--- START DATA PROVIDED ---
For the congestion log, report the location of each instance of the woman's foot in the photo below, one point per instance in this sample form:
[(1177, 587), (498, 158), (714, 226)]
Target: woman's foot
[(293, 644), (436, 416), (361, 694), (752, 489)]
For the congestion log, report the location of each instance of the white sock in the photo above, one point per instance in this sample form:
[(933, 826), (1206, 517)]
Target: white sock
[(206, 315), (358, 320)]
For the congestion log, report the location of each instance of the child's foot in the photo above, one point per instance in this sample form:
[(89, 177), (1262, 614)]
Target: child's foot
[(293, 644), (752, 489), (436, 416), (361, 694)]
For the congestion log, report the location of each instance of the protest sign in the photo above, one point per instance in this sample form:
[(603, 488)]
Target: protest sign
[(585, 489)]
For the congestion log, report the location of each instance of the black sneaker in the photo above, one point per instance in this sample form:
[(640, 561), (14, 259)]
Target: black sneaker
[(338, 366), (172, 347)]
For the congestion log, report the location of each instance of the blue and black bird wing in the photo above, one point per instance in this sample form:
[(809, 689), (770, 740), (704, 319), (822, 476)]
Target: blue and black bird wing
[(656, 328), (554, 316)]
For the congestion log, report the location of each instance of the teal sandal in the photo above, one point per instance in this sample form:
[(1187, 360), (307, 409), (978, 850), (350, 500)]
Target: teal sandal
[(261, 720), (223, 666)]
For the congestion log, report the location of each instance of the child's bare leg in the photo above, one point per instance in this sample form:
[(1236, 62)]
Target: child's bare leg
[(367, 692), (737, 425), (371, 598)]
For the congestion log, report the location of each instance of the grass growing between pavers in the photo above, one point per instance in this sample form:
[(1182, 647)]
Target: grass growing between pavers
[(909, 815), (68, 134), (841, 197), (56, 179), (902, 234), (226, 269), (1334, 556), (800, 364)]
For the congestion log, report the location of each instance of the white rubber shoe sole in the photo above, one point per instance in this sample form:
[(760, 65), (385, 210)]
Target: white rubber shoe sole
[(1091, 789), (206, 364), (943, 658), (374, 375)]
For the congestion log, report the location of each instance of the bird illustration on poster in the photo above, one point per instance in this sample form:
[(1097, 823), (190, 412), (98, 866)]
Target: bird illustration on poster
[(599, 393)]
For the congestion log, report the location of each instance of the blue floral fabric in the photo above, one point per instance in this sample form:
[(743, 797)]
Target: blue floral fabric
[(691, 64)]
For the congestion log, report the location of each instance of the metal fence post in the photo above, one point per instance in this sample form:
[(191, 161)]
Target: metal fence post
--- END DATA PROVIDED ---
Please copy out every one of the items above word for word.

For the congestion log, report the location of each instance of the woman's foot in the photo below, one point per instance in this sample form:
[(1177, 587), (498, 158), (714, 226)]
Target: woman's foot
[(293, 644), (436, 416), (361, 694), (752, 489)]
For the congestion log, report the location of each instance of the white sock in the photo above, one point per instance in this sample form:
[(933, 826), (1206, 517)]
Target: white sock
[(206, 315), (358, 320)]
For the congestion log, report the location of each instance of the child's foot in the photo above, one point per instance in this sample form:
[(89, 177), (1262, 614)]
Target: child's foot
[(293, 644), (752, 489), (436, 416), (361, 694)]
For the congestion log, report the location of each instance of the protest sign in the photo above, one point per instance in this sample form:
[(603, 488)]
Target: protest sign
[(585, 489)]
For the congestion log, report the location of each instance of the black sneaker in the photo above, one point per instance in this sample form:
[(640, 561), (14, 259)]
Target: black sneaker
[(338, 366), (172, 347)]
For the congestion log, report the location of each instance of the blue and black bird wing in the photo above, one point per instance in this sample form:
[(809, 689), (770, 740), (704, 319), (822, 476)]
Target: blue and black bird wing
[(656, 328), (554, 316)]
For the congestion log, report the location of each instance of the teal sandal in the photo above, one point per instance in this sample form:
[(1187, 360), (307, 409), (978, 850), (350, 500)]
Target: teal sandal
[(261, 720), (223, 666)]
For the congestion log, report the location of each instance of the child's bare leg in the photo above, one point per instance in this sample form:
[(1236, 62)]
Target: child's bare leg
[(367, 692), (737, 425), (371, 598)]
For the congestion log, report the location of each instance of the grass growing between pavers in the photo above, one point per instance in this sample form:
[(1182, 647)]
Target: grass growing between pavers
[(909, 815), (68, 134), (841, 197), (56, 179), (902, 234), (226, 269), (1334, 556), (800, 364)]
For the congestion log, report the location of each instance of the white rubber shoe sole in the photo above, one point per instance in this sample form:
[(760, 65), (385, 210)]
Target: white rubber shoe sole
[(1091, 789), (206, 364), (943, 658), (374, 375)]
For the congestion log, report the location of each instance of the bird illustration on poster in the photo above, one point per instance in this sample form:
[(1097, 823), (190, 412), (98, 866)]
Target: bird illustration on poster
[(599, 393)]
For the congestion log, report the location of each instance of the blue floral fabric in the photo above, one point per instance in this sample form:
[(743, 797)]
Target: blue floral fabric
[(691, 64)]
For the congestion log, report the location of each instance of the metal fence post in the photo above, one point per instance in this sample form:
[(191, 161)]
Target: metal fence post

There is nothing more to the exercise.